Each line from the one holding "Target: cloudy sky" to the end of the data below must be output verbatim, with no other lines.

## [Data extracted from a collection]

↓↓↓

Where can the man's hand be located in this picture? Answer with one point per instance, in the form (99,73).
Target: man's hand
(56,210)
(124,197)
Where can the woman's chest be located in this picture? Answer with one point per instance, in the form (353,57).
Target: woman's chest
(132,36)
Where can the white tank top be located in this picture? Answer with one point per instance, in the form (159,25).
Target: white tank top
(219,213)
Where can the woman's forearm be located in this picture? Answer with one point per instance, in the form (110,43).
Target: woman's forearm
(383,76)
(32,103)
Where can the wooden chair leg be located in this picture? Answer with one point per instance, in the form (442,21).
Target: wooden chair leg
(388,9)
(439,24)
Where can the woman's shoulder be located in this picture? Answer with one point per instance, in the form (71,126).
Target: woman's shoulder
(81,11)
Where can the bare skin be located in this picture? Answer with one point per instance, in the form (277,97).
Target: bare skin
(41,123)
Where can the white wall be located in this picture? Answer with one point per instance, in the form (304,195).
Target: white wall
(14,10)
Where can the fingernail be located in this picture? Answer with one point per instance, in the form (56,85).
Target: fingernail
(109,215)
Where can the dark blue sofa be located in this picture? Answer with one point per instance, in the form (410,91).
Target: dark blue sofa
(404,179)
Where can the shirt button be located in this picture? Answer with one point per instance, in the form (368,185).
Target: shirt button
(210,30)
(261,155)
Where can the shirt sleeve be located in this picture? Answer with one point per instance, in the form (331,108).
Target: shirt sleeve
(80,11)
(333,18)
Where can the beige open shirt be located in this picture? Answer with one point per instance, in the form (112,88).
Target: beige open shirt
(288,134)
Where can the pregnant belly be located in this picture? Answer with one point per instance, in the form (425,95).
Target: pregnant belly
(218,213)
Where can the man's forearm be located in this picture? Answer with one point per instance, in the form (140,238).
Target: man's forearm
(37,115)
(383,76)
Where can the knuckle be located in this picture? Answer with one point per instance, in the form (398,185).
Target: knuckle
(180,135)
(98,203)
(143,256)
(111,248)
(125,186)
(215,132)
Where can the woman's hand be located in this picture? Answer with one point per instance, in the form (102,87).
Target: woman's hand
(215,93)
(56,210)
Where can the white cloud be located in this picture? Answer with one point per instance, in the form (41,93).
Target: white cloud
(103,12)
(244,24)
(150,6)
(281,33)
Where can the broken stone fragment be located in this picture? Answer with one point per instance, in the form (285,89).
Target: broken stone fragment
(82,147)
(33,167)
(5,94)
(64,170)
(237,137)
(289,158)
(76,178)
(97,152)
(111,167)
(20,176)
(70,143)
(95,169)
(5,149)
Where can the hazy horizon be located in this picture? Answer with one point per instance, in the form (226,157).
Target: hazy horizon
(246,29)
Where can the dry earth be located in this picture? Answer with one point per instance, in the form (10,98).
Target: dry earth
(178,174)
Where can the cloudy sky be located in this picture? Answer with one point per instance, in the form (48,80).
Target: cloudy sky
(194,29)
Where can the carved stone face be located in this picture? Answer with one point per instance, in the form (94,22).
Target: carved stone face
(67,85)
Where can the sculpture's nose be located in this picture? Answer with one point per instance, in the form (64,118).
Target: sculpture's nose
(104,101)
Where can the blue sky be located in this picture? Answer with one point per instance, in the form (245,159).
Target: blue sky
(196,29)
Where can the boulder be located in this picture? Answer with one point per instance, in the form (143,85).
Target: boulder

↑↑↑

## [SOLUTION TO THE EXERCISE]
Target: cloudy sky
(194,29)
Where can the carved stone face be located in this picture? Answer with one point per instance, in the form (94,22).
Target: carved stone face
(67,85)
Where can the sculpture's nose be located in this picture? Answer with one point per instance, in the form (64,118).
Target: sculpture's nose
(104,101)
Where can the blue sky be located in this picture? Answer with one point per instance, in the form (245,159).
Target: blue sky
(196,29)
Where can the boulder be located in this picture? Answer with one point per instance, in the form (143,85).
Target: boulder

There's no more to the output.